| INFORMATION SHOWN |
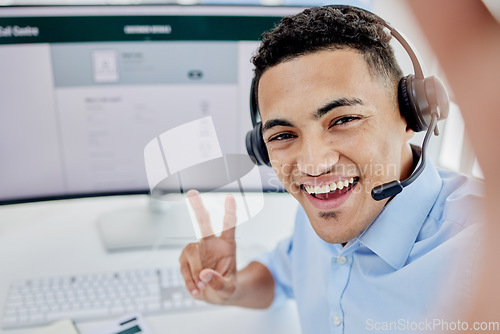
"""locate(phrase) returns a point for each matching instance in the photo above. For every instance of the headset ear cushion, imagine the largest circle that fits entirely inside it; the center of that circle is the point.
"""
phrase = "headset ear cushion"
(256, 147)
(406, 107)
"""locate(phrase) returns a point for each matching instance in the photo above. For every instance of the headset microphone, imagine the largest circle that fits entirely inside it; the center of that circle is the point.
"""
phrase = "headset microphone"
(393, 188)
(422, 102)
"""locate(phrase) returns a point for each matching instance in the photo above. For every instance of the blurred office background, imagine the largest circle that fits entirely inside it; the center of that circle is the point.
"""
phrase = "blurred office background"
(450, 150)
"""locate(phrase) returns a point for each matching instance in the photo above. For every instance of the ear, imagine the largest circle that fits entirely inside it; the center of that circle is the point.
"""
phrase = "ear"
(408, 134)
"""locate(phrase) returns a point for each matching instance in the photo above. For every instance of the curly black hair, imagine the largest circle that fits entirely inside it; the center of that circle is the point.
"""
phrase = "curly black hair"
(329, 28)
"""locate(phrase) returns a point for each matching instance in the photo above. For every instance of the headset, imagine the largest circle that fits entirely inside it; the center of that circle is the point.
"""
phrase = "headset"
(422, 101)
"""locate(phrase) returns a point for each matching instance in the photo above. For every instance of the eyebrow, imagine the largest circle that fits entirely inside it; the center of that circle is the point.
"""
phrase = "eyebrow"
(342, 102)
(275, 122)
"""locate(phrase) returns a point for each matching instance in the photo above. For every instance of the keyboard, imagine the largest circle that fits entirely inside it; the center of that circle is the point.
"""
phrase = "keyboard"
(93, 296)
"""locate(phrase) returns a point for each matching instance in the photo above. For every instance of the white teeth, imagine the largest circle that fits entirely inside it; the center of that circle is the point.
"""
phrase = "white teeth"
(331, 187)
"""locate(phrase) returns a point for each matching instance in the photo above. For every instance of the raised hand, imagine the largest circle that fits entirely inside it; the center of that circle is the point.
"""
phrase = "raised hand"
(209, 266)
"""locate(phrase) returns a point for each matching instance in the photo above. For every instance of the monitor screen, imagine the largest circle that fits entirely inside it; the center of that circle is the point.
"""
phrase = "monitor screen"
(85, 88)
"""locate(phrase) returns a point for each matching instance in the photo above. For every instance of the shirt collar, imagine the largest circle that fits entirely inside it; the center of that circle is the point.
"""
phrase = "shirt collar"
(393, 233)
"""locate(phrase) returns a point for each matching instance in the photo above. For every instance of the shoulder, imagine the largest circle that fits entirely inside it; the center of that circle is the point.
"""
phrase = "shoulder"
(460, 200)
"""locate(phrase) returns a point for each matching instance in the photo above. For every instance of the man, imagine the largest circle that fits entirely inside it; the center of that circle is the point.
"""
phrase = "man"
(327, 88)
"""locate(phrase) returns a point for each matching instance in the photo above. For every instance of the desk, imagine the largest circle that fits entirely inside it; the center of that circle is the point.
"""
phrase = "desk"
(60, 238)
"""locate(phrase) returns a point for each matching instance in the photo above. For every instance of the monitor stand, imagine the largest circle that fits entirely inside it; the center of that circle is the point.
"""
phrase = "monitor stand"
(163, 222)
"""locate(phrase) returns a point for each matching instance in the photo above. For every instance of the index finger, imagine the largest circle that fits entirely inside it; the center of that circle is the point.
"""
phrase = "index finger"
(229, 225)
(201, 213)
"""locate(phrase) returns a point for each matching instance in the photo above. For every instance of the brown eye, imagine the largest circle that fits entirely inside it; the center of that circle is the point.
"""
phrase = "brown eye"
(345, 119)
(281, 136)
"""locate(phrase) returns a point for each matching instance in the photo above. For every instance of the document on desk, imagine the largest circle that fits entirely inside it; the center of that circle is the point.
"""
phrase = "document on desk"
(130, 324)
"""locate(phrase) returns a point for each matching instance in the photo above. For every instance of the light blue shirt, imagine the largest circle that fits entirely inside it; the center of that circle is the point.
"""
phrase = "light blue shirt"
(396, 272)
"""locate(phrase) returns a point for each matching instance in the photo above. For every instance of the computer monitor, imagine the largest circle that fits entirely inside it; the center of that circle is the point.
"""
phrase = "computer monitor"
(83, 89)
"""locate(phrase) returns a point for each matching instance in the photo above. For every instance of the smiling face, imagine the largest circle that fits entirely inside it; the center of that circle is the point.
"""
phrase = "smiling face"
(333, 132)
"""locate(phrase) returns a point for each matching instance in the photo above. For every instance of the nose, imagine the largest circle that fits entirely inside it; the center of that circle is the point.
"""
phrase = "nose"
(317, 156)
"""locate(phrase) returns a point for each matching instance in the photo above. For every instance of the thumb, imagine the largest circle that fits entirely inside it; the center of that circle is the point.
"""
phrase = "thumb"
(213, 279)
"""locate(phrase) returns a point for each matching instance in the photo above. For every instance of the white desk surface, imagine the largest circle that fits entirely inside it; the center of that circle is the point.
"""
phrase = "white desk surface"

| PROBLEM DESCRIPTION |
Lines containing the word "surface" are to be pulled from the records and copied.

| OUTPUT FOR THIS EXERCISE |
"""locate(phrase) returns a point for each matching instance in the photo above. For every instance of the white desk surface, imagine the largest circle that fits entirely inside it; the center of that circle is the point.
phrase = "white desk surface"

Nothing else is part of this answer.